• **Selected text**:
★ ★ ★ ★
Re: views on Views from the Avant-Garde Part 3

From: Sam Wells (email suppressed)
Date: Mon Oct 23 2006 - 08:44:12 PDT


Thanks for posting this - I'd meant to write on a few things, from
the two shows I saw: Ernie Gehr (I'll do that later) and "Mind &
Matter."

So no excuse I'll add my comments.

> Helga Fanderl: Reel 4.... Beautiful blowups from 8mm, each short
> film apparently made with a single camera roll. Playful, colorful,
> inventive photography, and all edited in-camera. A favorite
> sequence had her pointing her camera upwards, tracing the paths of
> airplanes through the overhanging leaves of a small forest.

This was my favorite sequence from her films as well; Lyrical but
with an edge & tension (as aircraft seem to evoke these days).
The carpets were perfect, reminiscent of the somewhat forgotten Barry
Gerson.
★ ★ ★ ★
• **Data excerpt**:

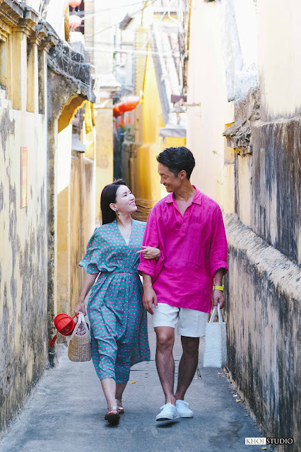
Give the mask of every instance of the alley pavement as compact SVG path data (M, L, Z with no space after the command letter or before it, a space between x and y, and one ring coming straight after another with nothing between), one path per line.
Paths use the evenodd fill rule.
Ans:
★ ★ ★ ★
• **Exercise details**: Rewrite the post from the words "Thanks for posting" through "add my comments.", swapping "comments" for "notes". Work from the post alone, setting the material aside.

• **Response to this task**:
Thanks for posting this - I'd meant to write on a few things, from
the two shows I saw: Ernie Gehr (I'll do that later) and "Mind &
Matter."

So no excuse I'll add my notes.